- _WHAT TO WORK ON_
Repeat exactly, and only, the lines below starting at the line that contains "Target: white sleeveless jersey" and ending at the line that contains "Q: Pick out each instance of the player's leg", inclusive of both.

[Source data]
== Segment start ==

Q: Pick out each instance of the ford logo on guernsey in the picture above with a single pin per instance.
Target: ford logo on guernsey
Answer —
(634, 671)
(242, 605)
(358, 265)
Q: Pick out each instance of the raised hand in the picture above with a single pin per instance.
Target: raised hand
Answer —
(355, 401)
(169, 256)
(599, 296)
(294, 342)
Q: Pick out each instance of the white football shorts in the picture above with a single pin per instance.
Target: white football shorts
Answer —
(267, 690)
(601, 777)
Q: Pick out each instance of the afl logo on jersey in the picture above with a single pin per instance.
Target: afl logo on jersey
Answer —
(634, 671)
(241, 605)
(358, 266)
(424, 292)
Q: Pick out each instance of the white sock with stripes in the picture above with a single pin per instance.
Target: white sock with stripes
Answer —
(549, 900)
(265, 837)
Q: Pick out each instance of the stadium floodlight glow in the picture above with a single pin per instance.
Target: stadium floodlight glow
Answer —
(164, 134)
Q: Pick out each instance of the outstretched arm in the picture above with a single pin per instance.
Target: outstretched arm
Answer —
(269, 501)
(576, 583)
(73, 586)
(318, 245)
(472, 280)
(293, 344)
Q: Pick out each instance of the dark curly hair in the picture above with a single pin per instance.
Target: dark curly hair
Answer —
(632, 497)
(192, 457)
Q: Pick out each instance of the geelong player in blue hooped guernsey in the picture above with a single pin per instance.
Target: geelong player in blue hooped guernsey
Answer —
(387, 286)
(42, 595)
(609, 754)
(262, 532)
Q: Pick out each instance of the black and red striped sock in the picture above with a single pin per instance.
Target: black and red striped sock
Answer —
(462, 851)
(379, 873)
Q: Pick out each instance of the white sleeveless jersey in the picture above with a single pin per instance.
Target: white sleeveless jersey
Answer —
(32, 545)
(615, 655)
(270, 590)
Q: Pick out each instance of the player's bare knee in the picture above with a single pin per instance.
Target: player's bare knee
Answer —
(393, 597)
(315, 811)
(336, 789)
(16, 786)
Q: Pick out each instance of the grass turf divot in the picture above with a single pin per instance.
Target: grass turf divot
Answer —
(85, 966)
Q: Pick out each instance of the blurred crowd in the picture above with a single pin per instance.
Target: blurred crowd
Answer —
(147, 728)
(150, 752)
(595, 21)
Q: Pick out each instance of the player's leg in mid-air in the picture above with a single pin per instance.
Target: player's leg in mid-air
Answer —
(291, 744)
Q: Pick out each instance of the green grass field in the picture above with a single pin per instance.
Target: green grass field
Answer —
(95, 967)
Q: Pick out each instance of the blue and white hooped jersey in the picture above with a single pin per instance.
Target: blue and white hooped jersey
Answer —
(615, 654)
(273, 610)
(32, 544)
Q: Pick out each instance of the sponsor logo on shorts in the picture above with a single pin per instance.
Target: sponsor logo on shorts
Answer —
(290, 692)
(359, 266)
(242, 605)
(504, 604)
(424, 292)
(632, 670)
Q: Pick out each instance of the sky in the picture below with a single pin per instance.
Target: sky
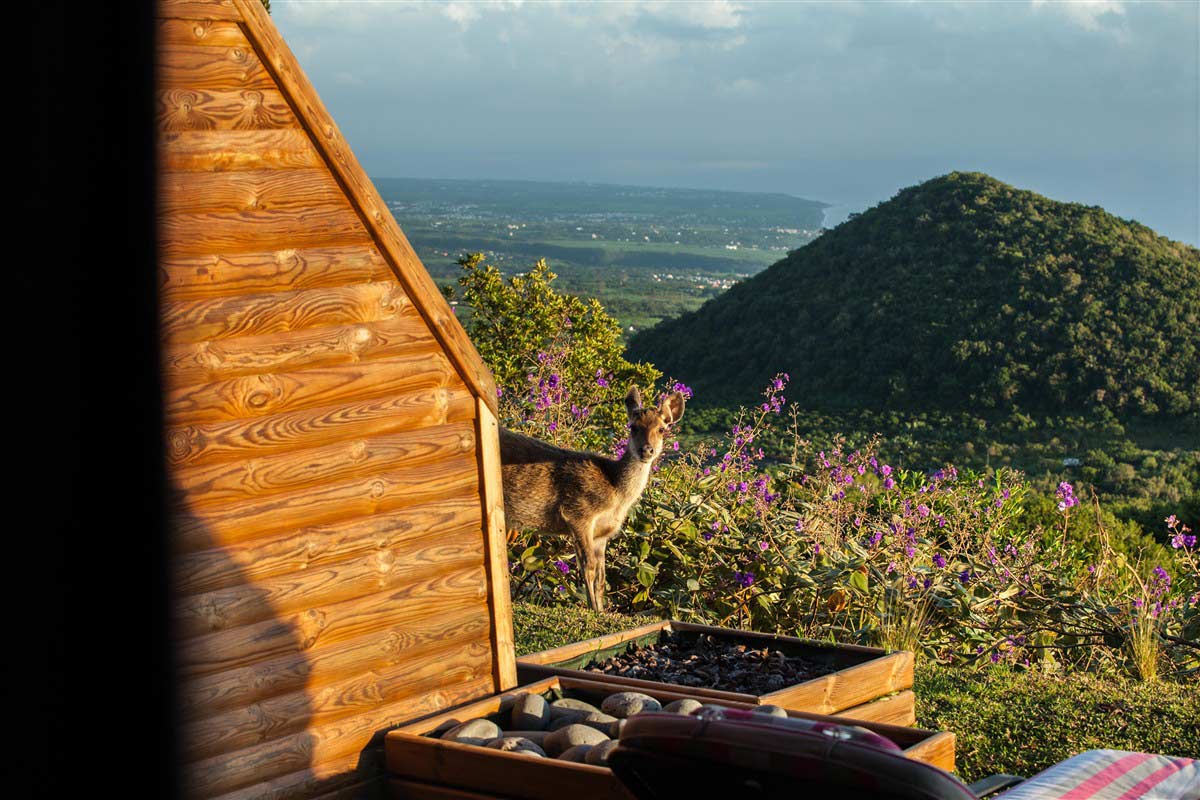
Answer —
(1095, 102)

== Segment end ==

- _ANSWER SECTION_
Target: white sleeveless jersey
Answer —
(32, 545)
(615, 655)
(270, 590)
Q: Pick out each instance of the player's bare knee in the picture above with a single pin per instance.
Target: player's bare knee
Answer —
(393, 597)
(315, 811)
(336, 789)
(16, 786)
Q: Pick out each instance of the grass turf divot in the picture above with a single pin per instance.
Target: grass turf divot
Answer —
(85, 966)
Q: Pick out each instance of the blurred crowd in the picture above with a single pin per instance.
Target: blurred crowd
Answer —
(147, 728)
(150, 752)
(595, 21)
Q: Pick out each instance of the player's leg in mid-air in the picture above with a single pin per instance.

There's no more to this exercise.